#### PROBLEM STATEMENT
Find each line in the rows below that contains the word "tail", and copy those lines. Match case exactly.

#### TASK INPUT
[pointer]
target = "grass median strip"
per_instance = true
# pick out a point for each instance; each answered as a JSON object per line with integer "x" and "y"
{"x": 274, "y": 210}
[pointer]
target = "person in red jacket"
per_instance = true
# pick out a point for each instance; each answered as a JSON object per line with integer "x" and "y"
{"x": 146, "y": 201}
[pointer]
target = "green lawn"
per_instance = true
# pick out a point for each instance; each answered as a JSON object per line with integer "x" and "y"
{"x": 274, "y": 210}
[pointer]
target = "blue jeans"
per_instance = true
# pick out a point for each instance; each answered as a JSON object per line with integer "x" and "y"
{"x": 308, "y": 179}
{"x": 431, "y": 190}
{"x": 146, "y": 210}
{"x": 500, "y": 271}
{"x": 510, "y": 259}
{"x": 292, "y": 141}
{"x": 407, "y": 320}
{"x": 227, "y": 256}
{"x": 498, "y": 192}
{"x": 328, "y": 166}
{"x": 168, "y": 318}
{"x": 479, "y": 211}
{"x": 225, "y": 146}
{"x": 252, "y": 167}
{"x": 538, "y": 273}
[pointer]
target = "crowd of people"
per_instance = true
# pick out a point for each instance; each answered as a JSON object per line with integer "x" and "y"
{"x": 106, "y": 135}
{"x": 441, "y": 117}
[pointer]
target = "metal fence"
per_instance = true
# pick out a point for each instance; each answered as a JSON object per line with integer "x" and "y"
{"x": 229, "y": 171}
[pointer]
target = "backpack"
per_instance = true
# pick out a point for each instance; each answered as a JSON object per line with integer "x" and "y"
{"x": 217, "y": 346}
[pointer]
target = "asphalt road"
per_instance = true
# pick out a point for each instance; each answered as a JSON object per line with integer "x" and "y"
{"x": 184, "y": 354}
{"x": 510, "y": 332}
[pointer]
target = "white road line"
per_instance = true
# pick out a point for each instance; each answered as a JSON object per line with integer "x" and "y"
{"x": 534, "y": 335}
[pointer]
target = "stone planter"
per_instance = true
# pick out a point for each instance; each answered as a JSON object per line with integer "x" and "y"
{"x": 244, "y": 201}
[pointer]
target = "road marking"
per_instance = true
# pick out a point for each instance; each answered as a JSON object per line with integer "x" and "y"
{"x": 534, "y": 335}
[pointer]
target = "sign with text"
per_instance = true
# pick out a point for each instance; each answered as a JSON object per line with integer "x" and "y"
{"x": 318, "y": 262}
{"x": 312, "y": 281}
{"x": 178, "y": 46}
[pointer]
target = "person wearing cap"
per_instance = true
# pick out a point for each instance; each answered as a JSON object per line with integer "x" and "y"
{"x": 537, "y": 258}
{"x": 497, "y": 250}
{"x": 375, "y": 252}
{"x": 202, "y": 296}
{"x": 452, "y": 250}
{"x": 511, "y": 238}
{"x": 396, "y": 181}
...
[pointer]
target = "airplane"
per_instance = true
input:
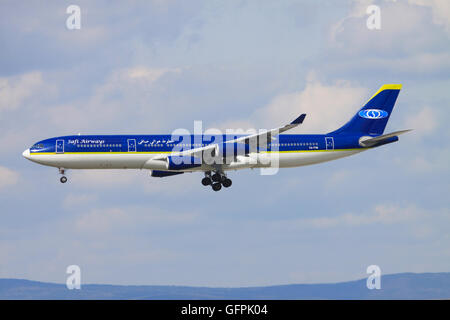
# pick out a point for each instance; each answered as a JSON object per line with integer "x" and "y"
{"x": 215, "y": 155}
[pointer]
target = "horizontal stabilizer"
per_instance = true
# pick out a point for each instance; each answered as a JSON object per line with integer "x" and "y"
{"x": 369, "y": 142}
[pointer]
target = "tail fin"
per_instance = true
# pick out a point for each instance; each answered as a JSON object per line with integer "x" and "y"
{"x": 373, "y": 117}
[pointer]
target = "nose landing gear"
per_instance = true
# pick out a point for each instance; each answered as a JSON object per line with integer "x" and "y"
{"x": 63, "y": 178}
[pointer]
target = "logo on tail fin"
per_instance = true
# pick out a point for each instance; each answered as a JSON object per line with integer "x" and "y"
...
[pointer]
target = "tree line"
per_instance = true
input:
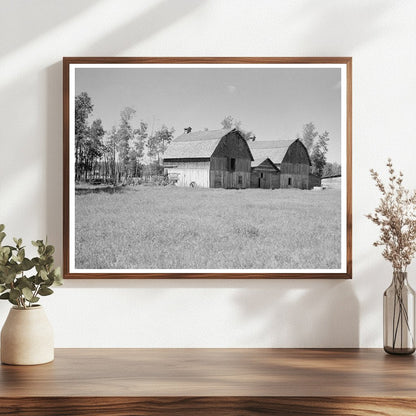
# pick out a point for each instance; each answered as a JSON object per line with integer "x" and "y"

#### SOLUTION TO THE PROBLEM
target = "tail fin"
target = "logo on tail fin"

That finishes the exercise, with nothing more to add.